* _What you need to do_: Set down each entry from the block beneath, exactly as written.

* _Material provided_:
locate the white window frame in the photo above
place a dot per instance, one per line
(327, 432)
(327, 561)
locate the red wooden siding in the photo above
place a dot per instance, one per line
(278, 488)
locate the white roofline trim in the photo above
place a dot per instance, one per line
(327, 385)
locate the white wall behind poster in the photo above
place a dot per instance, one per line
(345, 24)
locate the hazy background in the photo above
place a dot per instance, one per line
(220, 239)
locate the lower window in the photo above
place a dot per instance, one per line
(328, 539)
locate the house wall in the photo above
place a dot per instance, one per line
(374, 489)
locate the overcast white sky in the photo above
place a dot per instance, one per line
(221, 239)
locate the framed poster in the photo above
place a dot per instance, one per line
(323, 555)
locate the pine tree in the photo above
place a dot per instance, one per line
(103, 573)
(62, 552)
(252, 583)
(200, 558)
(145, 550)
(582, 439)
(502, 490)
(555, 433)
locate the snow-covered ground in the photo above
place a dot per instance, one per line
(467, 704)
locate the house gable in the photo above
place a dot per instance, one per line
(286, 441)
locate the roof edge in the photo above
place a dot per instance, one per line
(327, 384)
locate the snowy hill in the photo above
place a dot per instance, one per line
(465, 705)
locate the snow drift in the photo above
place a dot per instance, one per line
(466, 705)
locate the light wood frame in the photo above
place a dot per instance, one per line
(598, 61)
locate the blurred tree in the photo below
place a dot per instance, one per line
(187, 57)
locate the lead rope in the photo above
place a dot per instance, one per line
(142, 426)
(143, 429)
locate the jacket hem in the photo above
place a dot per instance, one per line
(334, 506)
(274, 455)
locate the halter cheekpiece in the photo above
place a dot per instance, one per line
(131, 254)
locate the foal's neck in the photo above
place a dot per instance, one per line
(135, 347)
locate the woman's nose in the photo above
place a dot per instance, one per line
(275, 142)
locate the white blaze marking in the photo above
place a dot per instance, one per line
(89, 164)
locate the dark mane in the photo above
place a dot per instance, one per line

* _Task solution_:
locate the white window frame in the photo above
place a dot per instance, one per line
(327, 432)
(327, 561)
locate the red wooden siding in the photo above
place a dot per instance, one per line
(278, 488)
locate the white roofline trim in the photo above
place a dot per instance, one per line
(327, 385)
locate the white wall behind poster in the photo above
place a dot per instance, one per line
(345, 24)
locate the hazy background in the photo above
place a dot per instance, one per line
(220, 239)
locate the lower window in the photo above
place a dot per instance, one per line
(328, 539)
locate the house wall in the photo above
place a dot per instance, one per line
(374, 489)
locate the overcast white sky in the photo above
place a dot per instance, one per line
(221, 239)
locate the framed poster in the photo above
place a dot per instance, one per line
(323, 555)
locate the pine tree in the photo above
place a dot per instance, one per line
(103, 573)
(62, 552)
(252, 583)
(200, 558)
(145, 550)
(582, 439)
(502, 490)
(555, 433)
locate the snow-covered ground in the photo above
place a dot per instance, one per line
(467, 704)
locate the house gable in the photo above
place a dot per instance, one per line
(286, 441)
locate the roof edge in the photo above
place a dot per instance, one per line
(327, 384)
locate the snowy hill in the photo above
place a dot per instance, one per line
(465, 705)
locate the snow drift in the photo above
place a dot per instance, one per line
(466, 705)
locate the light wood frame in the photo above
place a dot per instance, one per line
(598, 61)
locate the blurred tree in the photo below
place a dot per instance, one per line
(187, 57)
locate the lead rope in the photo above
place a dot per instance, one per line
(142, 426)
(143, 429)
locate the jacket hem in the photo above
place a dot per instance, one per line
(334, 506)
(274, 455)
locate the halter cheekpiece in the photo above
place a dot per instance, one per line
(131, 254)
locate the foal's neck in the photo above
place a dot per instance, one per line
(135, 347)
locate the woman's nose in the photo above
place a dot per instance, one per line
(275, 142)
locate the white blaze marking in the photo above
place a dot per instance, one per line
(89, 164)
locate the dark mane in the photo above
place a dot per instance, one per line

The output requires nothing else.